▶ _Data for this exercise_:
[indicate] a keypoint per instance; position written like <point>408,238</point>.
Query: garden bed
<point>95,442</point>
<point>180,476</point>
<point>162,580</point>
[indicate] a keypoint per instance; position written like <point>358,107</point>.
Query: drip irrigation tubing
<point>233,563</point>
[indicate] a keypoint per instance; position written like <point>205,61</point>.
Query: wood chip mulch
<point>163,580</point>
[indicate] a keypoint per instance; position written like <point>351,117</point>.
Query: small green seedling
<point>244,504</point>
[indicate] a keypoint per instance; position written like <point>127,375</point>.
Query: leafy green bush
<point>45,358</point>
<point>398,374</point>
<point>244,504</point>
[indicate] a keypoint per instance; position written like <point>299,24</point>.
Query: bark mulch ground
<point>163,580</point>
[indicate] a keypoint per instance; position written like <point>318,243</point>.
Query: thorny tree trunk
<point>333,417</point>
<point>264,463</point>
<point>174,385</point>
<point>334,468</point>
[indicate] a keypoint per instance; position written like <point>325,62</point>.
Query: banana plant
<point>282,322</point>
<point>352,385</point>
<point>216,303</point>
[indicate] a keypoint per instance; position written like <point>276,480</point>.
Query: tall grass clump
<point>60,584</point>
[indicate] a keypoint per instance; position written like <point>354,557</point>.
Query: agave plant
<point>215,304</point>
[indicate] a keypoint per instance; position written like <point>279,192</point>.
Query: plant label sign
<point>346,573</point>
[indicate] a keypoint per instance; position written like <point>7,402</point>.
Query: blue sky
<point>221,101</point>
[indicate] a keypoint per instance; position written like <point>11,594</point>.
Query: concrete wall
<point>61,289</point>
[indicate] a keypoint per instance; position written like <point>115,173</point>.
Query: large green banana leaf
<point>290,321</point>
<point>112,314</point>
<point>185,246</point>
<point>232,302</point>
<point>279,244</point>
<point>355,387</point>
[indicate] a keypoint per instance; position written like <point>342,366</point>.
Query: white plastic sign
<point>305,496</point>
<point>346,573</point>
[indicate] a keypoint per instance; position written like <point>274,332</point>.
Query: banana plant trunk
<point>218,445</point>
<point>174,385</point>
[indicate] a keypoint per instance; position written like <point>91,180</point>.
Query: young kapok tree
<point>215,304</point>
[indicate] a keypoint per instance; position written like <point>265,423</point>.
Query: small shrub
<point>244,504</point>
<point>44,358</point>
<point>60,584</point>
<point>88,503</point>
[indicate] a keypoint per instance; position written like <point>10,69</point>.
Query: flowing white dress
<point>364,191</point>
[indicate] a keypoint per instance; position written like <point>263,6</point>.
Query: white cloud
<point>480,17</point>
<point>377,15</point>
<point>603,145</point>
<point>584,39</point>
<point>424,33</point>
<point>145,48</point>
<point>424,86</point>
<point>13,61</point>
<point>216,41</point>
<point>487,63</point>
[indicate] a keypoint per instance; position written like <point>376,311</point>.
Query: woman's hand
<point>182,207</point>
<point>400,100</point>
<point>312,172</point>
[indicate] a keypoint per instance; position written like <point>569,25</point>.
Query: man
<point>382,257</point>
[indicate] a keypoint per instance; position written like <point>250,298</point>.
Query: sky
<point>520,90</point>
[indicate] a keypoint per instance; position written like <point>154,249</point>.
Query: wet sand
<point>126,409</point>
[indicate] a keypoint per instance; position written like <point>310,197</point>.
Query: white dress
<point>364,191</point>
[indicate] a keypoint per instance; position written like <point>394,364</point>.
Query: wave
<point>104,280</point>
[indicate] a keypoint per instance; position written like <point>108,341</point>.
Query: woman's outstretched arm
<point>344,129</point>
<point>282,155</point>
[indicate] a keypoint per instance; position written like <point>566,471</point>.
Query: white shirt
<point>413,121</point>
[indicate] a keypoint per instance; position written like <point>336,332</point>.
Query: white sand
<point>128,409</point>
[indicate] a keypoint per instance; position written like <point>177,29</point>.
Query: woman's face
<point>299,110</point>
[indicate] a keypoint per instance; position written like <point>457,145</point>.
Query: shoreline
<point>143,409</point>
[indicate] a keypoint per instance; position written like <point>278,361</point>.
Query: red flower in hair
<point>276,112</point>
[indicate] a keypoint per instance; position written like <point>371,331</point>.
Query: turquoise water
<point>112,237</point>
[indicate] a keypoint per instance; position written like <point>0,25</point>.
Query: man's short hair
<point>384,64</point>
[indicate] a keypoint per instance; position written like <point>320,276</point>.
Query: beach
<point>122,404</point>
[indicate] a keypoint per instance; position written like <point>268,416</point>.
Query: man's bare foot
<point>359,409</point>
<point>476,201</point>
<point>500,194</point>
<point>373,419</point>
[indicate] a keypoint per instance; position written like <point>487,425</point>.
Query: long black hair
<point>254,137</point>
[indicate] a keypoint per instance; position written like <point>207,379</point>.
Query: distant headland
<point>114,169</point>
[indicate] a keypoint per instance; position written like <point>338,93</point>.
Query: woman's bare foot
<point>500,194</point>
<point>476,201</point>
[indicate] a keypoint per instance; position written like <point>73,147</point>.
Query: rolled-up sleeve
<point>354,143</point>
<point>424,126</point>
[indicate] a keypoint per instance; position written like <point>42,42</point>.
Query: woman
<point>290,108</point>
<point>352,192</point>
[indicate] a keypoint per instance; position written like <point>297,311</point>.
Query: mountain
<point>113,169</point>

▶ _Try it_: Every entry above must appear again in the reply, exactly as it stands.

▶ _Completed exercise_:
[indicate] a keypoint per instance; position written like <point>408,238</point>.
Query: garden bed
<point>95,442</point>
<point>180,476</point>
<point>162,580</point>
[indicate] a keypoint per instance; position written like <point>358,107</point>.
Query: drip irrigation tubing
<point>233,563</point>
[indicate] a keypoint per instance; position written like <point>205,61</point>.
Query: wood chip mulch
<point>163,580</point>
[indicate] a keypoint per instance; position written like <point>351,117</point>.
Query: small green seedling
<point>244,504</point>
[indicate] a keypoint per instance; position written like <point>127,375</point>.
Query: leafy green bush
<point>45,358</point>
<point>398,374</point>
<point>244,504</point>
[indicate] a keypoint per instance; position written like <point>299,24</point>.
Query: bark mulch ground
<point>163,580</point>
[indicate] a keypoint per instance; position written like <point>318,243</point>.
Query: thorny tree trunk
<point>333,417</point>
<point>264,463</point>
<point>174,385</point>
<point>334,468</point>
[indicate] a keypoint per instance; position written like <point>325,62</point>.
Query: banana plant
<point>282,322</point>
<point>352,385</point>
<point>216,303</point>
[indicate] a keypoint per instance; position written like <point>276,480</point>.
Query: tall grass clump
<point>60,584</point>
[indicate] a keypoint per instance; position written like <point>354,557</point>.
Query: agave plant
<point>215,304</point>
[indicate] a keypoint per instance; position written like <point>279,192</point>.
Query: plant label sign
<point>346,573</point>
[indicate] a keypoint per instance; position written like <point>7,402</point>.
Query: blue sky
<point>221,101</point>
[indicate] a keypoint per instance; position written like <point>11,594</point>.
Query: concrete wall
<point>61,289</point>
[indicate] a keypoint per instance; position written like <point>115,173</point>.
Query: large green banana leaf
<point>290,321</point>
<point>112,314</point>
<point>185,246</point>
<point>232,302</point>
<point>279,244</point>
<point>355,387</point>
[indicate] a keypoint per instance; position written like <point>342,366</point>.
Query: white plastic sign
<point>305,496</point>
<point>346,573</point>
[indicate] a keypoint per instance; position written like <point>274,332</point>.
Query: banana plant trunk
<point>218,445</point>
<point>174,385</point>
[indicate] a keypoint per instance; position written like <point>91,180</point>.
Query: young kapok tree
<point>215,304</point>
[indicate] a keypoint per instance; position written like <point>265,423</point>.
Query: small shrub
<point>244,504</point>
<point>44,358</point>
<point>60,584</point>
<point>88,503</point>
[indicate] a keypoint per instance; position written like <point>10,69</point>.
Query: flowing white dress
<point>364,191</point>
[indicate] a keypoint per instance; position written like <point>263,6</point>.
Query: white cloud
<point>480,17</point>
<point>377,15</point>
<point>603,145</point>
<point>584,39</point>
<point>424,33</point>
<point>145,48</point>
<point>424,86</point>
<point>13,61</point>
<point>216,41</point>
<point>487,63</point>
[indicate] a keypoint per instance; position written like <point>376,311</point>.
Query: woman's hand
<point>182,207</point>
<point>400,100</point>
<point>312,172</point>
[indicate] a keypoint per instance; position written like <point>569,25</point>.
Query: man
<point>382,257</point>
[indicate] a keypoint per instance; position written like <point>250,298</point>.
Query: sky
<point>520,90</point>
[indicate] a keypoint per instance; position written like <point>154,249</point>.
Query: wet sand
<point>126,409</point>
[indicate] a keypoint per instance; position written like <point>310,197</point>.
Query: white dress
<point>364,191</point>
[indicate] a keypoint per instance; position written like <point>394,364</point>.
Query: wave
<point>104,280</point>
[indicate] a keypoint per instance; position written like <point>108,341</point>.
Query: woman's outstretched arm
<point>344,129</point>
<point>282,155</point>
[indicate] a keypoint per instance; position written like <point>566,471</point>.
Query: white shirt
<point>413,121</point>
[indicate] a keypoint per instance; position written like <point>336,332</point>.
Query: white sand
<point>128,409</point>
[indicate] a keypoint per instance; position written like <point>177,29</point>.
Query: woman's face
<point>299,110</point>
[indicate] a keypoint per instance; position written like <point>457,145</point>.
Query: shoreline
<point>143,409</point>
[indicate] a keypoint per instance; position written like <point>278,361</point>.
Query: red flower in hair
<point>276,112</point>
[indicate] a keypoint per instance; position written like <point>371,331</point>.
Query: turquoise water
<point>112,237</point>
[indicate] a keypoint per instance; position written like <point>0,25</point>.
Query: man's short hair
<point>384,64</point>
[indicate] a keypoint per instance; position written like <point>320,276</point>.
Query: beach
<point>122,404</point>
[indicate] a keypoint per instance; position written like <point>268,416</point>.
Query: man's bare foot
<point>359,409</point>
<point>476,201</point>
<point>500,194</point>
<point>373,419</point>
[indicate] a keypoint per instance; position written like <point>487,425</point>.
Query: long black hair
<point>254,137</point>
[indicate] a keypoint per instance; position written like <point>207,379</point>.
Query: distant headland
<point>114,169</point>
[indicate] a keypoint per instance; position written like <point>338,93</point>.
Query: woman's bare foot
<point>500,194</point>
<point>476,201</point>
[indicate] a keypoint per instance; position written like <point>73,147</point>.
Query: rolled-up sleeve
<point>354,143</point>
<point>424,126</point>
[indicate] a keypoint per instance; position written like <point>42,42</point>.
Query: woman
<point>290,108</point>
<point>352,192</point>
[indicate] a keypoint per instance; position written like <point>297,311</point>.
Query: mountain
<point>113,169</point>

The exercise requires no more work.